Extracted text:
* * *
On April 1, 2026, NASA launched Artemis II mission aboard the Space Launch System, sending four astronauts on a ten-day journey around the Moon before returning to Earth. The mission marks the first crewed flight beyond low-Earth orbit since Apollo 17 and signals renewed momentum in human space exploration. 


The milestone also highlights the broader evolution of the aerospace industry. Today, space exploration is advancing alongside strong growth in commercial aviation, rising defense investment, and an increasingly active space economy. 


Against this backdrop, the aerospace and defense (A&D) industry is entering a new phase of expansion characterized by strong demand, record revenues, and accelerating investment across aviation, defense, and space. In 2024, the world’s top 100 aerospace and defense companies generated approximately $922 billion in combined revenue, the highest level ever recorded for the sector. At the same time, the commercial aerospace market alone is projected to grow around 12% year-on-year in 2025, supported by a 25% increase in aircraft deliveries and resilient demand across airline operations and aftermarket services. 


Yet the sector’s growth trajectory is increasingly shaped by structural imbalances. Demand for aircraft, defense systems, and space infrastructure continues to outpace production capacity, while supply chain fragility, workforce shortages, and rising raw-material costs limit the speed at which the industry can scale.
* * *
Excerpted records:

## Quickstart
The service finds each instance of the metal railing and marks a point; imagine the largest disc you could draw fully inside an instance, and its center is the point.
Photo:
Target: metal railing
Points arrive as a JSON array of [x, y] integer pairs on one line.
* * *
Exercises:
**1)** Extract the aerospace article verbatim from "On April 1, 2026, NASA" to "human space exploration.".
**2)** According to the aerospace article, approximately how much combined revenue did the world's top 100 aerospace and defense companies generate in 2024?
**3)** Proceed with the aerospace article from the point where it stops.
The data was drawn from a source separate from the aerospace article.

Your responses:
**1)**
On April 1, 2026, NASA launched Artemis II mission aboard the Space Launch System, sending four astronauts on a ten-day journey around the Moon before returning to Earth. The mission marks the first crewed flight beyond low-Earth orbit since Apollo 17 and signals renewed momentum in human space exploration.

**2)** Approximately $922 billion.

**3)**
This article provides a high-level overview of the aerospace and defense market, examining current industry growth, demand trends across aviation and defense, key structural challenges, and the investment outlook shaping opportunities for startups and investors. 


Industry Growth & Revenue Trends 


The global aerospace and defense sector experienced a strong financial recovery in 2024. Across the top 100 A&D companies by revenue, the industry generated $922 billion, reflecting strong growth in both commercial aviation and defense programs. Commercial aviation demand rebounded rapidly as global travel recovered, while governments increased defense spending in response to rising geopolitical tensions. 


However, revenue growth has not been matched by proportional increases in production output. Many aerospace manufacturers continue to face labor shortages, supply chain disruptions and shortages of specialized materials, which are preventing the industry from fully meeting demand. Aircraft backlogs continue to expand as manufacturers struggle to accelerate production. 


Global commercial aerospace revenue index chart – Source: Accenture 


Raw material inflation further complicates the operating environment. Prices for key aerospace metals have risen significantly in recent years. Titanium prices have increased roughly 90% since 2022, while tariffs on steel and aluminum in certain markets have reached 50%, increasing manufacturing costs and forcing companies to rethink global sourcing strategies. 


As a result, many aerospace companies are prioritizing operational resilience, diversifying suppliers, investing in digital manufacturing tools and redesigning operating models to better absorb supply disruptions. 


Demand Trends 


Commercial Aviation  


Commercial aviation remains the primary growth engine of the aerospace industry. Global air travel continues to expand, with passenger traffic expected to increase by approximately 5.8% in 2025, driven by rising middle-class travel demand and the continued recovery of international routes. 


Airlines are responding by placing large aircraft orders to modernize fleets and improve fuel efficiency. However, manufacturers have struggled to scale production fast enough to meet this demand. The global commercial aircraft backlog has surpassed 14,000 units, representing nearly a decade of production at current manufacturing rates.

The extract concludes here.